++++ DATASET EXTRACT ++++
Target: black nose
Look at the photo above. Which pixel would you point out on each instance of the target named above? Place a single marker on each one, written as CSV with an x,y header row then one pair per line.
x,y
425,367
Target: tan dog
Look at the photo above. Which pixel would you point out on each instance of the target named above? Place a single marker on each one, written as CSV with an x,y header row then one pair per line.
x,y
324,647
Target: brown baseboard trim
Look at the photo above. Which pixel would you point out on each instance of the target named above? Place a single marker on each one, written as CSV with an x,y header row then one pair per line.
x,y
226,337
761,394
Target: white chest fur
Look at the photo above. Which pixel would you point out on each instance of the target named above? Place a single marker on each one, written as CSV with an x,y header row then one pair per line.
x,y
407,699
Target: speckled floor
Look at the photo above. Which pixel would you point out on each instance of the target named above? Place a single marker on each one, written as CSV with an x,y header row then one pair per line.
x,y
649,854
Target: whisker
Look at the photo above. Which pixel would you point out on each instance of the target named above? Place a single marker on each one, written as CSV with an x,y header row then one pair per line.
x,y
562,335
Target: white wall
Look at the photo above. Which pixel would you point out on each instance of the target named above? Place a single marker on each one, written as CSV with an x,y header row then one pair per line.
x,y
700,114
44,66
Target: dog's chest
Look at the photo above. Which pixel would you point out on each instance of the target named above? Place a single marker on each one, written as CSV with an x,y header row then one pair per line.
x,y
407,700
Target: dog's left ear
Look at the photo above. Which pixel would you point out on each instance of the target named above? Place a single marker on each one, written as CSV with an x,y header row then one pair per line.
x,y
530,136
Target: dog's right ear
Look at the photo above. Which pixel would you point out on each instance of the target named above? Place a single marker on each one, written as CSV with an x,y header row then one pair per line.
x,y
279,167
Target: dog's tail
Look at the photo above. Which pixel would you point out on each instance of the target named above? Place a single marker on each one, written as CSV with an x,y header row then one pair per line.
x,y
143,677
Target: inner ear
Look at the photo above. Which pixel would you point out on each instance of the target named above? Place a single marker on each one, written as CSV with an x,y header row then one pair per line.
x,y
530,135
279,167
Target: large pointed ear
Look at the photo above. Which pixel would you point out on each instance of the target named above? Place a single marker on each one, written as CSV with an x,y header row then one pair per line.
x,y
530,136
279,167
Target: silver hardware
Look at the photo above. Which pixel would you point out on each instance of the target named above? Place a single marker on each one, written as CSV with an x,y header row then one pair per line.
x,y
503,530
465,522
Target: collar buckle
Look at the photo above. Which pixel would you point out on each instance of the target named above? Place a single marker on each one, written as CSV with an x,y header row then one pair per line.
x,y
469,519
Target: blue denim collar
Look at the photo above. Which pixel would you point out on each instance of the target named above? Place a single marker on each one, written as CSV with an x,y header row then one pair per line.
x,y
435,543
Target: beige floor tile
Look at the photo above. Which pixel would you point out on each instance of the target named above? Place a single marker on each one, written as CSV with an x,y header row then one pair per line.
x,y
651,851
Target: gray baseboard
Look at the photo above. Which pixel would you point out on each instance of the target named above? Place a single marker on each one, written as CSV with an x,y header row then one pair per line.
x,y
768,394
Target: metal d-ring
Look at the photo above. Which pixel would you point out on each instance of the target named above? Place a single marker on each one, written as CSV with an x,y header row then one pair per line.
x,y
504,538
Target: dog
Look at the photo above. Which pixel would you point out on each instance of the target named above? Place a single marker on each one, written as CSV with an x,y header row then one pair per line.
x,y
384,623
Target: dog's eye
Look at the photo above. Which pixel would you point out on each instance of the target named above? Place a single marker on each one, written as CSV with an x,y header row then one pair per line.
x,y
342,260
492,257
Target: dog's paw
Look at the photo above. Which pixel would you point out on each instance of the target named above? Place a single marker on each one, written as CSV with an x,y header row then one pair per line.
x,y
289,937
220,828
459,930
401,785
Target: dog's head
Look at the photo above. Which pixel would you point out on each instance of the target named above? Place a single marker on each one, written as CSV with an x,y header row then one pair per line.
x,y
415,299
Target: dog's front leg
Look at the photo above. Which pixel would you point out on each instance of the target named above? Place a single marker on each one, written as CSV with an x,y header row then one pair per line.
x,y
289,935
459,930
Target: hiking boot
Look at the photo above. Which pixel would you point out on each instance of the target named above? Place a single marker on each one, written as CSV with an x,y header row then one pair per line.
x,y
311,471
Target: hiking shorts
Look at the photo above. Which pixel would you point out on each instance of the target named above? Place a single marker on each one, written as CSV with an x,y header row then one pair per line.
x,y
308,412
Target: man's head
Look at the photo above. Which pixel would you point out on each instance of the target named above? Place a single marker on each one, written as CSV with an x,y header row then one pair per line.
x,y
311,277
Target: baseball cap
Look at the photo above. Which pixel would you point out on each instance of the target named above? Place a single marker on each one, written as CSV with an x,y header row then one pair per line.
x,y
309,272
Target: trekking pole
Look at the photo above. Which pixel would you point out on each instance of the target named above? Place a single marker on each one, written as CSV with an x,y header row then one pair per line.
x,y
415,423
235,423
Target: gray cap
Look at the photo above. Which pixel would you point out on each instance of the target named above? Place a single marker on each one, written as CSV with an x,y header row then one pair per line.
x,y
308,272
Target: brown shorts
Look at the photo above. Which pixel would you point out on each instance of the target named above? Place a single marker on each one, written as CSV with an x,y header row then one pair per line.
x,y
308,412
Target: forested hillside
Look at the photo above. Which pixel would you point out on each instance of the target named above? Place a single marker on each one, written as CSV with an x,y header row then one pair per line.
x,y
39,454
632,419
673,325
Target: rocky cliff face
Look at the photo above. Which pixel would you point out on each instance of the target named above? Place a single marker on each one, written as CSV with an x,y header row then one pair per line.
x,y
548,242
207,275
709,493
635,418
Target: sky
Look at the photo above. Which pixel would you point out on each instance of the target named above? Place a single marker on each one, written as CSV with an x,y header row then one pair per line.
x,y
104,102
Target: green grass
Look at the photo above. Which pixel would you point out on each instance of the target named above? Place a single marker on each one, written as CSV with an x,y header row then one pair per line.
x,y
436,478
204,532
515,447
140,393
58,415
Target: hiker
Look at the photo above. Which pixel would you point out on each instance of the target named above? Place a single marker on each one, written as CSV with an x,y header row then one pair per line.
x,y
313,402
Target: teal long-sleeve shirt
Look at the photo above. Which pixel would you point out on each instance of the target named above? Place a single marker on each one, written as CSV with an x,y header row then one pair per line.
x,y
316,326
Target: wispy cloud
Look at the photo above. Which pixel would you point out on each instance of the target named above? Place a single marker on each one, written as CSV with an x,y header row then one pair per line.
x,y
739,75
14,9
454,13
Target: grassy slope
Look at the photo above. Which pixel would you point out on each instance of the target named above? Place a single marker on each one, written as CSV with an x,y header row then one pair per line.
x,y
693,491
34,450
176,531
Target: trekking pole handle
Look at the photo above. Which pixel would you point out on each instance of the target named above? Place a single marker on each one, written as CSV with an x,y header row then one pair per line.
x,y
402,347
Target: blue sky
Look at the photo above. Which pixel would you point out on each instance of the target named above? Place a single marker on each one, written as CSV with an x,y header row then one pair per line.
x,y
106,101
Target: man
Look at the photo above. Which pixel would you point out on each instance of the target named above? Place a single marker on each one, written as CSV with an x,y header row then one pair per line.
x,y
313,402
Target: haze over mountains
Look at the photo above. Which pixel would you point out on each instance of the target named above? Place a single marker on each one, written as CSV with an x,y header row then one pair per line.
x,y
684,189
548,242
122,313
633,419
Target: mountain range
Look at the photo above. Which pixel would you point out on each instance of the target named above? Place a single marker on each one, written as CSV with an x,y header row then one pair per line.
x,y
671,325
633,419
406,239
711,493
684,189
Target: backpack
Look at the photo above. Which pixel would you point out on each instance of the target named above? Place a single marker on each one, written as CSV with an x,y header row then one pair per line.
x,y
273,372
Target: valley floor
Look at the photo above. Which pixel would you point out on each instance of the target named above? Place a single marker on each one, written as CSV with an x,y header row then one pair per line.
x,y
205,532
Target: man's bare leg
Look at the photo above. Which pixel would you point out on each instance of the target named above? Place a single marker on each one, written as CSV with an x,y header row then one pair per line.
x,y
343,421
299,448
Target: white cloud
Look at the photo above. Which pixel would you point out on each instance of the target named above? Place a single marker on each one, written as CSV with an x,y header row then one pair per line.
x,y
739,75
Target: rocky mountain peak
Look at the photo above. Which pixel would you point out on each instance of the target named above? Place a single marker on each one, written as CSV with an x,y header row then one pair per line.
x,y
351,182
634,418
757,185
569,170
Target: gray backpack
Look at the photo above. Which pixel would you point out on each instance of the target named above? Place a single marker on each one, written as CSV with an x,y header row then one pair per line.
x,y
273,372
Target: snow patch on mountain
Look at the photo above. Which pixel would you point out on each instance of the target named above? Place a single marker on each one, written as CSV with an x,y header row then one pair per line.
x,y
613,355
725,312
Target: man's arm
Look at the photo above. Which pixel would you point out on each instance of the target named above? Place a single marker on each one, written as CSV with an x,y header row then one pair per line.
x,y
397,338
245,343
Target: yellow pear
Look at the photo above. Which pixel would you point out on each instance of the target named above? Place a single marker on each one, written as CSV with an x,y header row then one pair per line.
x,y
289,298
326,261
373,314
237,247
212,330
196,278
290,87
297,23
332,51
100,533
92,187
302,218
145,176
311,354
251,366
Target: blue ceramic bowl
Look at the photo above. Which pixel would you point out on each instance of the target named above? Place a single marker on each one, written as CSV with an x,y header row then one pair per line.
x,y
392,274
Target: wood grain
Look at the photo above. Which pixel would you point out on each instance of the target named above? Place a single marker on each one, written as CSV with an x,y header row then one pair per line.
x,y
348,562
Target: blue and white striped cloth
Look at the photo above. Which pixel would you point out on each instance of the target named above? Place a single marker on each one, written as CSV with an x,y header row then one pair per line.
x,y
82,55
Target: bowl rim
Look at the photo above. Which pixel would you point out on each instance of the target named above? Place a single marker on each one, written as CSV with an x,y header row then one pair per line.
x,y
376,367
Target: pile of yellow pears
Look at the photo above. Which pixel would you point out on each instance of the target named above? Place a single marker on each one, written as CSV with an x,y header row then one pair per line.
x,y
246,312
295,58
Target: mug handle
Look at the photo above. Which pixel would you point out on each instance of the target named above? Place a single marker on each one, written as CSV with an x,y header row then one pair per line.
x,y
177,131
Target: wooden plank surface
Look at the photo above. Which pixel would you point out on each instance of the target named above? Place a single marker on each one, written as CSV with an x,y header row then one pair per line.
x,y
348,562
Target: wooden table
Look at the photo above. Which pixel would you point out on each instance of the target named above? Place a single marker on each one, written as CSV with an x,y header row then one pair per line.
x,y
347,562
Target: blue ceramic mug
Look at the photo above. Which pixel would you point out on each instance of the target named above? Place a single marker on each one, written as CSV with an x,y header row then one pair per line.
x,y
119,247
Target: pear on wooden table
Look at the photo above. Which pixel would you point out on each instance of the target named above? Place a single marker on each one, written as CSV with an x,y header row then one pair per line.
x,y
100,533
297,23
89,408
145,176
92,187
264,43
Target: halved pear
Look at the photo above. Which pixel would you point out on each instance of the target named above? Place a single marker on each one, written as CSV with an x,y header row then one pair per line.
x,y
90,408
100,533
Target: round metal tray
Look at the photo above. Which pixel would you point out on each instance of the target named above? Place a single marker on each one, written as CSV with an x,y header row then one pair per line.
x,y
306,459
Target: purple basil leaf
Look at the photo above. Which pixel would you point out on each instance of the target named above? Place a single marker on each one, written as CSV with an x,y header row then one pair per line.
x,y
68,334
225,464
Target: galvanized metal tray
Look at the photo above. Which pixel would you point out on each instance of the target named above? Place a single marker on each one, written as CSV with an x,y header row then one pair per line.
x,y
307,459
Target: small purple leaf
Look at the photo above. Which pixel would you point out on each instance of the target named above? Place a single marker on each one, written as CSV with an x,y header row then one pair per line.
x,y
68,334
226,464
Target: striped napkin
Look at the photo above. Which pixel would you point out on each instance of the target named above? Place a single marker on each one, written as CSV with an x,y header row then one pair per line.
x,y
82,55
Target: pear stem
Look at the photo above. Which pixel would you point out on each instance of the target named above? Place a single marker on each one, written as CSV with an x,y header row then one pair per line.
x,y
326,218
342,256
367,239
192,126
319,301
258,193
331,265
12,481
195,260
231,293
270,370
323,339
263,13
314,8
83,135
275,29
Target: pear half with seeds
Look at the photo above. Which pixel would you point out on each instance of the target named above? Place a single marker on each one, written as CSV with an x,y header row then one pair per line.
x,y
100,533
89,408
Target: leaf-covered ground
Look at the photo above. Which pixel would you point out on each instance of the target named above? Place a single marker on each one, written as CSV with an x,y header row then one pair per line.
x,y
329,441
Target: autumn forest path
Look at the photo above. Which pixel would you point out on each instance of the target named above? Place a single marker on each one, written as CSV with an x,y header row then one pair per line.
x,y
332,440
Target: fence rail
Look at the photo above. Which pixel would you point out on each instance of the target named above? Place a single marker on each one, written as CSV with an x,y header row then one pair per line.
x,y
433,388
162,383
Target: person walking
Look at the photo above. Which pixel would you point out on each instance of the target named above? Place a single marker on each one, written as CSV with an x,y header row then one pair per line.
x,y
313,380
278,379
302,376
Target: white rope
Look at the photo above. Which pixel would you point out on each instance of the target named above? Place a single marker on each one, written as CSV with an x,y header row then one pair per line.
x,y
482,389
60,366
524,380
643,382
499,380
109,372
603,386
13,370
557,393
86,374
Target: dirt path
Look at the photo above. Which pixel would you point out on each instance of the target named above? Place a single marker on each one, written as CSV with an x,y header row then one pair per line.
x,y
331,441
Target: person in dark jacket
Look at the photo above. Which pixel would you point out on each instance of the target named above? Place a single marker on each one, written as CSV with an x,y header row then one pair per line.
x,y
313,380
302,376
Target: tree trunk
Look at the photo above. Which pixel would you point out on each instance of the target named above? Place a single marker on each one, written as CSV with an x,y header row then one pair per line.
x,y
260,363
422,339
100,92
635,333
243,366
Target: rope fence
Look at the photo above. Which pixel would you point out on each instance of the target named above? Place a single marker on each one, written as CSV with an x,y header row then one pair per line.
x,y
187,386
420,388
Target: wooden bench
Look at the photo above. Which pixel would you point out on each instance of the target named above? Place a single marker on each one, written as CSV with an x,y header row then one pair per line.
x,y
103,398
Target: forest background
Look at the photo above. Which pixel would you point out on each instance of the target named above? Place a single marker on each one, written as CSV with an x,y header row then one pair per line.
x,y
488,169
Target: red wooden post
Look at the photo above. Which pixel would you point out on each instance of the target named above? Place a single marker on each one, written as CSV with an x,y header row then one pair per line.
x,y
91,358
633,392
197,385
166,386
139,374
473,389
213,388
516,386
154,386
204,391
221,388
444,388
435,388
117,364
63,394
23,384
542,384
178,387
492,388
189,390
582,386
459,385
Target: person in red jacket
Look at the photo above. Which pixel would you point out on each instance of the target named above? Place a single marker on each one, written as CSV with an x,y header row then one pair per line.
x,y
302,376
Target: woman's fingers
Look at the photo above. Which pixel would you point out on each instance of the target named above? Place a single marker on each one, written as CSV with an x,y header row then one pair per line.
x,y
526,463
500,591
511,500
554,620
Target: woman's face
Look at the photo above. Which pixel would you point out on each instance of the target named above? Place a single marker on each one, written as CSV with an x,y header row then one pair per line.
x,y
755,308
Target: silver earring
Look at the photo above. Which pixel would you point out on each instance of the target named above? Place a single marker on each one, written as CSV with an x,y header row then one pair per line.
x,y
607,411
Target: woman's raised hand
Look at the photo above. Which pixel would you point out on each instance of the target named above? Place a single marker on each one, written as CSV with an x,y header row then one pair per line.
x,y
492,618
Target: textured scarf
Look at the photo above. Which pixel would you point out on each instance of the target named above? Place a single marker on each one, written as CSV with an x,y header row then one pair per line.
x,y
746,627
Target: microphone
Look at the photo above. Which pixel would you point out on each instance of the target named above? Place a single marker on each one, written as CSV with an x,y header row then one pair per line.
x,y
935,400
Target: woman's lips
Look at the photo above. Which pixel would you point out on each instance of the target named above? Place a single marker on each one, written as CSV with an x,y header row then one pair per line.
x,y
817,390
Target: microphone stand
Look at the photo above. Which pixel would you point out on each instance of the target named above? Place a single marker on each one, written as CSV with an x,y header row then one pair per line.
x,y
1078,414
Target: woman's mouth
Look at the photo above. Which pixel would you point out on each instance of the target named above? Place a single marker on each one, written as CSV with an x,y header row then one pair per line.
++++
-- INSTRUCTIONS FOR THE TASK --
Find the line that contains "Target: woman's raised hand" in the listing above. Retype it and every line after it up to the last, exactly, and nothing else.

-- ANSWER BELOW --
Target: woman's raised hand
Look at the photo above. Which pixel would you point out on each instance of the target named above? Place a single marker on each one, written as CSV with an x,y header row then one pair per line.
x,y
492,618
Target: textured scarf
Look at the photo above. Which pixel would you point out on each instance of the target named above? Place a single marker on each one, written as CSV with an x,y header row then one pair per line.
x,y
746,627
Target: microphone
Look at the photo above. Which pixel would you point out on each instance of the target named above? Place a single marker on each one, written as CSV with an x,y header row then one pair per line.
x,y
935,400
Target: woman's lips
Look at the photo above. Which pixel would you point out on each instance of the target named above? Place a single marker on each one, written as CSV with an x,y header row then one pair per line.
x,y
817,390
Target: microphone stand
Look at the photo above. Which pixel would you point out on each instance of the target named above? Place a single marker on each one, written as CSV with an x,y header row then one pair per line.
x,y
1078,414
Target: woman's mouth
Look at the photo above. Which pixel would you point out on each instance of the target named above? Place a single marker on each one, written as CSV with an x,y header row then one pair per line.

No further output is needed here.